#### RECORD EXCERPTS:
----

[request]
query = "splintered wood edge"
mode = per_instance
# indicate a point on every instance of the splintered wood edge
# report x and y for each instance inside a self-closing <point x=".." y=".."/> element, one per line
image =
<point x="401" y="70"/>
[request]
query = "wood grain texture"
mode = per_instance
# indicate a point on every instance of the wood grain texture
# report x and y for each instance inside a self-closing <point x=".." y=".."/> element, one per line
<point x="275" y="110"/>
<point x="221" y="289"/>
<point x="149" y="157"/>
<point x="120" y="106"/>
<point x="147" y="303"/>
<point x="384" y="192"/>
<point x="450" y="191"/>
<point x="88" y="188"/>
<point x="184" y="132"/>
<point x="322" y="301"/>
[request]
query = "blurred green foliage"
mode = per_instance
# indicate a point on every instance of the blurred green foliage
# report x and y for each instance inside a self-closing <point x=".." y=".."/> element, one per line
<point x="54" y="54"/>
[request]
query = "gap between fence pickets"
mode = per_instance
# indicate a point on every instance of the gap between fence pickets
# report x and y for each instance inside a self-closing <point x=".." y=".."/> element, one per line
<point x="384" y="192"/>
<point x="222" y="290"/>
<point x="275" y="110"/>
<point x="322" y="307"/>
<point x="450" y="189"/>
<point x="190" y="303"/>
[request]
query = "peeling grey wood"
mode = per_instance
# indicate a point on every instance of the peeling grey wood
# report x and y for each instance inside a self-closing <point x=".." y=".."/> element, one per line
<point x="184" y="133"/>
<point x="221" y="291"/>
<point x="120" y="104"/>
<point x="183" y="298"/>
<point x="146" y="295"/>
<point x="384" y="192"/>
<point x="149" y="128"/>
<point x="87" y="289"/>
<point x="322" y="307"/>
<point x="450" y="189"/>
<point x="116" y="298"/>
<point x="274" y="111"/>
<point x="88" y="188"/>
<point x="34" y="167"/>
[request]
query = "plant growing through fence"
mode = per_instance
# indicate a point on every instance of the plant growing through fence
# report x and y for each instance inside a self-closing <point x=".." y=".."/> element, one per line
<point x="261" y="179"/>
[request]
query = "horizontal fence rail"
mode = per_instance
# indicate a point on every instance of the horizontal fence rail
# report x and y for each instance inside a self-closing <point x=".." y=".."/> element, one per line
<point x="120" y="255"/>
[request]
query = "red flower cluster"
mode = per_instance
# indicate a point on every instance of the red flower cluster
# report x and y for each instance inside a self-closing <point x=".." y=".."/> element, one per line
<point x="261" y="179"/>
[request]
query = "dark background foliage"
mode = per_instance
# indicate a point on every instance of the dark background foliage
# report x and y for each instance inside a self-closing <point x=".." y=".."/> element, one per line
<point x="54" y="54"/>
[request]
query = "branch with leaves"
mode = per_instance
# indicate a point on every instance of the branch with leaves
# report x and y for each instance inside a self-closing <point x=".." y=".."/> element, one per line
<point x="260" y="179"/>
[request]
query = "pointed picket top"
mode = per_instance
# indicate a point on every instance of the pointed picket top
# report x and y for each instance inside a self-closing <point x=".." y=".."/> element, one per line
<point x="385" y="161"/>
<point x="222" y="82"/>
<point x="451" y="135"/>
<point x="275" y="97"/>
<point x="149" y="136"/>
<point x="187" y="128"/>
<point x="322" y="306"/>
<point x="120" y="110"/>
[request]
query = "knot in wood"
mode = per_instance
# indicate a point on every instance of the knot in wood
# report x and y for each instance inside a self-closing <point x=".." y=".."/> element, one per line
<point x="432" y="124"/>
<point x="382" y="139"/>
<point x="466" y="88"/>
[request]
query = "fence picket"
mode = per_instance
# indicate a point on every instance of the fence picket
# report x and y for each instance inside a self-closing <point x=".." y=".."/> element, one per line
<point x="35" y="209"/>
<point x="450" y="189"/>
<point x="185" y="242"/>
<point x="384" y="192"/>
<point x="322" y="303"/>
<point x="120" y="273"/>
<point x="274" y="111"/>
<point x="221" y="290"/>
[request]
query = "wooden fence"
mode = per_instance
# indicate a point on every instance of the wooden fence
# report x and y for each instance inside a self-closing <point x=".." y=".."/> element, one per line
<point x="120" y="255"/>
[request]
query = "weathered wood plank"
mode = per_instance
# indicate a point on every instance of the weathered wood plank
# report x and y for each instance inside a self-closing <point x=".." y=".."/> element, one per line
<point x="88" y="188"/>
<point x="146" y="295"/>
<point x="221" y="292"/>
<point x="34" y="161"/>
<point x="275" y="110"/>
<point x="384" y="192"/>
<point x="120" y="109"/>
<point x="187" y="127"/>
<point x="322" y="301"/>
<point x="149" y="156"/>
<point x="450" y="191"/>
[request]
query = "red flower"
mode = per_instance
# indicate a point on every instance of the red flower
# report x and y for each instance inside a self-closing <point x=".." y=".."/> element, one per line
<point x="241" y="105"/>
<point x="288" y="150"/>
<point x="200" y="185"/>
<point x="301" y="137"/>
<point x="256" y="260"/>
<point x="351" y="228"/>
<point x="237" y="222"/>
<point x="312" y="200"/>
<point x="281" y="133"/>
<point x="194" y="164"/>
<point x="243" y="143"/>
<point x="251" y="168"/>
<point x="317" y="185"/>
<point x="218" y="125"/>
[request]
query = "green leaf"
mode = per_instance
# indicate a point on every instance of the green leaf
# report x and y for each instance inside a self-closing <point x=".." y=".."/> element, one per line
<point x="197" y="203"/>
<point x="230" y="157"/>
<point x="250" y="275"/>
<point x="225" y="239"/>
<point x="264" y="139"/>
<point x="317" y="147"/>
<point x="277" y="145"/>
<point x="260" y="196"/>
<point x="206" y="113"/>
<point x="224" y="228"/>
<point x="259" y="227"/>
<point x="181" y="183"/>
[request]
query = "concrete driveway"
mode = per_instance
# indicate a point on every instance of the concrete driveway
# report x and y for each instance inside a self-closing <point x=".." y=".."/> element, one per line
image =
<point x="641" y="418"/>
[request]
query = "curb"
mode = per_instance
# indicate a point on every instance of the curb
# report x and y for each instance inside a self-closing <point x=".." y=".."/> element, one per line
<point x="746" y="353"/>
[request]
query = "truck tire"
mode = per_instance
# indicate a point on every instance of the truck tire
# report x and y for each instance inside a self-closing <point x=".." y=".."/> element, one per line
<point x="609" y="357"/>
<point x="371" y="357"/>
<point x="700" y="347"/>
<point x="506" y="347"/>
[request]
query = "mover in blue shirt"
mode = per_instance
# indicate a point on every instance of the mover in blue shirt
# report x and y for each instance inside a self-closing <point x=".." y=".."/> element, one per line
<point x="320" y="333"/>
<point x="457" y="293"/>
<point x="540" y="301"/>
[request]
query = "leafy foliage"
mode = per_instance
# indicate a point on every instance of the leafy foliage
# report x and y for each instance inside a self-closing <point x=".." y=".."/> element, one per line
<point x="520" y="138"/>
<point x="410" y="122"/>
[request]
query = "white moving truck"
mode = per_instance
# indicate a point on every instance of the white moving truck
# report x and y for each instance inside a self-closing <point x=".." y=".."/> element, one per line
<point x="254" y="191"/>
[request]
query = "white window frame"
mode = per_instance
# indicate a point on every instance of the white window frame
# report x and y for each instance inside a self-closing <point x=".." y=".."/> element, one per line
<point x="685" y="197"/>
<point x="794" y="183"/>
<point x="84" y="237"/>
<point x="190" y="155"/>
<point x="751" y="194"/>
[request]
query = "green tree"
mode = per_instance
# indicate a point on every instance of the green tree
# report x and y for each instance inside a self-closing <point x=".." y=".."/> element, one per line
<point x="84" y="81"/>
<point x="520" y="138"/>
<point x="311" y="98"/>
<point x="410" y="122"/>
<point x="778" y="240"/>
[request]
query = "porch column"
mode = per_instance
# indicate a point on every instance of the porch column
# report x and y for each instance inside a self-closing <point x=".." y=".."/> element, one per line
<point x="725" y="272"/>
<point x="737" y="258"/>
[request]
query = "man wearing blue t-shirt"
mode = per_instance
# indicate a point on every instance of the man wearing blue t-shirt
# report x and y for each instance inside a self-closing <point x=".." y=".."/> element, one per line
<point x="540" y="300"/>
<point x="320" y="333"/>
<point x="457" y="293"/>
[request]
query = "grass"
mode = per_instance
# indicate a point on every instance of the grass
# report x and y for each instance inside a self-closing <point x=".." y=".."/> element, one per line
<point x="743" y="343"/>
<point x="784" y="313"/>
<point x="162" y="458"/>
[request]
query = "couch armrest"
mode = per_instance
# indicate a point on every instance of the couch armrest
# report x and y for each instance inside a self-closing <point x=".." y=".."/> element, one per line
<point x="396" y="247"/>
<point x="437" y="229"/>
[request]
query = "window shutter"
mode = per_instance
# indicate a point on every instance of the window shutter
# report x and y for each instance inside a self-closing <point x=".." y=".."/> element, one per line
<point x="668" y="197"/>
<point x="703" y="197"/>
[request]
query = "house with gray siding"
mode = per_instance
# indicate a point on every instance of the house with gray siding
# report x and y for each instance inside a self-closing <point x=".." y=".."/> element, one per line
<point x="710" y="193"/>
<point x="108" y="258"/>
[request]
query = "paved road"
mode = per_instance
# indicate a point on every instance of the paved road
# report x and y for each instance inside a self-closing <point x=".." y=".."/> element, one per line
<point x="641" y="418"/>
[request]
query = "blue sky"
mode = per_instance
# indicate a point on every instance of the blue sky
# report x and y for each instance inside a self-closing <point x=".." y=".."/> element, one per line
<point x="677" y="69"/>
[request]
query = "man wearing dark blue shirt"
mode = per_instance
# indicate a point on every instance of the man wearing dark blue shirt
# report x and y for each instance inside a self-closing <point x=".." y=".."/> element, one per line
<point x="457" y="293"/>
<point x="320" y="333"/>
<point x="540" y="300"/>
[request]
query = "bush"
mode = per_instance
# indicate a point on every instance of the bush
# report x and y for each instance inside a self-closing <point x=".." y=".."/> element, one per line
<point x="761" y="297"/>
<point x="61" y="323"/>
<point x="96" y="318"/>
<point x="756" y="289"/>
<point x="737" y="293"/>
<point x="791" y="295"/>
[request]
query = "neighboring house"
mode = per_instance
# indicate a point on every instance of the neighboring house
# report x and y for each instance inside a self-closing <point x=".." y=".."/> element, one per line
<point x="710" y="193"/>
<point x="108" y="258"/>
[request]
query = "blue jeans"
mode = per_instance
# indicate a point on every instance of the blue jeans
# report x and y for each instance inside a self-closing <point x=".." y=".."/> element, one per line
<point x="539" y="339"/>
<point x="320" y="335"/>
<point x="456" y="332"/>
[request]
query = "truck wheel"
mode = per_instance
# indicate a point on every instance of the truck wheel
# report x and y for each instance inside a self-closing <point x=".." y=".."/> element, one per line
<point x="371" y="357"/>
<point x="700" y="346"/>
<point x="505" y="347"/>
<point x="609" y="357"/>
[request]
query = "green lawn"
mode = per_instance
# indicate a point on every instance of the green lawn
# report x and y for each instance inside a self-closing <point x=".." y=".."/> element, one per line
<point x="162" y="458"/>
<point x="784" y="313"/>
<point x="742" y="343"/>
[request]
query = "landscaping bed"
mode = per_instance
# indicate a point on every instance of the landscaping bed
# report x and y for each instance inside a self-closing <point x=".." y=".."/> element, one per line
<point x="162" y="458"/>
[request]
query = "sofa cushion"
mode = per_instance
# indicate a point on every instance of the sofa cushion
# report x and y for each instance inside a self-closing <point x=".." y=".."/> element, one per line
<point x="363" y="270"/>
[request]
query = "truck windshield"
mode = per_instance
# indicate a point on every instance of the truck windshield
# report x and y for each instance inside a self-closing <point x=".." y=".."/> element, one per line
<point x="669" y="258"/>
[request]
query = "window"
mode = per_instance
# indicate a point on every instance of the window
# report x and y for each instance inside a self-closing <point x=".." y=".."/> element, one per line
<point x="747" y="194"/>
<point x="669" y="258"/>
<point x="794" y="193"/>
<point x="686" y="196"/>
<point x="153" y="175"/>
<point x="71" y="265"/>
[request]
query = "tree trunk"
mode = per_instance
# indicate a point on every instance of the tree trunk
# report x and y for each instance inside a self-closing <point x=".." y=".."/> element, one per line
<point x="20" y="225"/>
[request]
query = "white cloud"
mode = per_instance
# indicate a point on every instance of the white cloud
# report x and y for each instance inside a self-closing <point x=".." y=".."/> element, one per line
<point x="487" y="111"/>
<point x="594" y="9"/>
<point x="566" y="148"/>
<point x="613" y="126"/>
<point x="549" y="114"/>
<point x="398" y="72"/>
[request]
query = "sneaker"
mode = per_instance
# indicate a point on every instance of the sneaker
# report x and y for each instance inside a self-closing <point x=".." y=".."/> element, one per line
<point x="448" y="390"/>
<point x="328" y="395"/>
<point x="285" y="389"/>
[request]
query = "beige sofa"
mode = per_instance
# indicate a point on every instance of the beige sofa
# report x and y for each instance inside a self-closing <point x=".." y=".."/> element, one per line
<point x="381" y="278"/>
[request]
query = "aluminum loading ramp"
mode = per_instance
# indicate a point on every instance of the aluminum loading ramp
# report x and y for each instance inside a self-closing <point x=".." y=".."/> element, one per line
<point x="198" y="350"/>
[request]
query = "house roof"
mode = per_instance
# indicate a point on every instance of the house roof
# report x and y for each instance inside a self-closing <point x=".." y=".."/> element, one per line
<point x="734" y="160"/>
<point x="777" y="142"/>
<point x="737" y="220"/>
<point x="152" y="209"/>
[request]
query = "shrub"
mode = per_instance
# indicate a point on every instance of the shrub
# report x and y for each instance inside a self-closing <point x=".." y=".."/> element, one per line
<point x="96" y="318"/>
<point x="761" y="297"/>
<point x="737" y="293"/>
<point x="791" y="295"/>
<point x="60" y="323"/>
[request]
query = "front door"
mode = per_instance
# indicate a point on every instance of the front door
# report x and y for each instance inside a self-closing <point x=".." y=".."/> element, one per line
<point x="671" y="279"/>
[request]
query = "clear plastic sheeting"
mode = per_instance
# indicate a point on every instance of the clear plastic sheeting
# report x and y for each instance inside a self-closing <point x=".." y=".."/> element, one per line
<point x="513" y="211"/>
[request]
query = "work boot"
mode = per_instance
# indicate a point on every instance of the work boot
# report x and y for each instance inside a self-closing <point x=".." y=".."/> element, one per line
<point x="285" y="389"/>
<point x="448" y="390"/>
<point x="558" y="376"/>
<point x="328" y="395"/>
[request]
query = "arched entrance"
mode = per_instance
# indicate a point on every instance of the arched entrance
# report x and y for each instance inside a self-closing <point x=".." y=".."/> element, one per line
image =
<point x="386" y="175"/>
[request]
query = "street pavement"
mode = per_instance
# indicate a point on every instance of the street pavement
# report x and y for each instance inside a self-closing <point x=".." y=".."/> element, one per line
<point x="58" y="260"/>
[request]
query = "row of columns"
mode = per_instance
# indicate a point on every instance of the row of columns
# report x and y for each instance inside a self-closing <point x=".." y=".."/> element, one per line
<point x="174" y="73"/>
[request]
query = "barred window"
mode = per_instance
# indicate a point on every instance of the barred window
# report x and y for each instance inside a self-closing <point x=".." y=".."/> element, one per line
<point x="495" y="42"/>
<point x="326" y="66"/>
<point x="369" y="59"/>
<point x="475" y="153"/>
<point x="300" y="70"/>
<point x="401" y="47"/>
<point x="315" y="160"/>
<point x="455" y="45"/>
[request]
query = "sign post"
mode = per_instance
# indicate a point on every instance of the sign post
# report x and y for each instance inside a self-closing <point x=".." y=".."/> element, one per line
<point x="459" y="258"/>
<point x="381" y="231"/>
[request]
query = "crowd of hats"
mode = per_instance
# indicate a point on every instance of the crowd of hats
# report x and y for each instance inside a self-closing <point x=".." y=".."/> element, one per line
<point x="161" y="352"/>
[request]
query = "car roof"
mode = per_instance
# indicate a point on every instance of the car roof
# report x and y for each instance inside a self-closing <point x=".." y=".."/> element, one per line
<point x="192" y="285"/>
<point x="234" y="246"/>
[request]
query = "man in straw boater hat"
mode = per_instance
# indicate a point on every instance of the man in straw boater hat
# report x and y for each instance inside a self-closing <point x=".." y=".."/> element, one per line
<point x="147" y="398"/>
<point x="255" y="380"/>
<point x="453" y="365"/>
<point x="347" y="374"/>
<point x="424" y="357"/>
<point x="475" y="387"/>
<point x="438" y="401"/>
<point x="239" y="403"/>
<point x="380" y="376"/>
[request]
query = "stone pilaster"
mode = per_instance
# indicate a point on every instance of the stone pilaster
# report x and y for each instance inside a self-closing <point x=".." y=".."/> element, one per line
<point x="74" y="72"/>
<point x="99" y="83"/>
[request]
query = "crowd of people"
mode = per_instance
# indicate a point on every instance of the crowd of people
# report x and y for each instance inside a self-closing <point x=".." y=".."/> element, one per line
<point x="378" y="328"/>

----

#### DIRECTIONS:
From the listing above, select every line that contains the string "shirt" and copy those lines.

#### ANSWER FOR THE TASK:
query = "mover in blue shirt"
# indicate a point on every instance of the mover in blue shirt
query = "man wearing blue t-shirt"
# indicate a point on every instance of the man wearing blue t-shirt
query = "man wearing dark blue shirt"
# indicate a point on every instance of the man wearing dark blue shirt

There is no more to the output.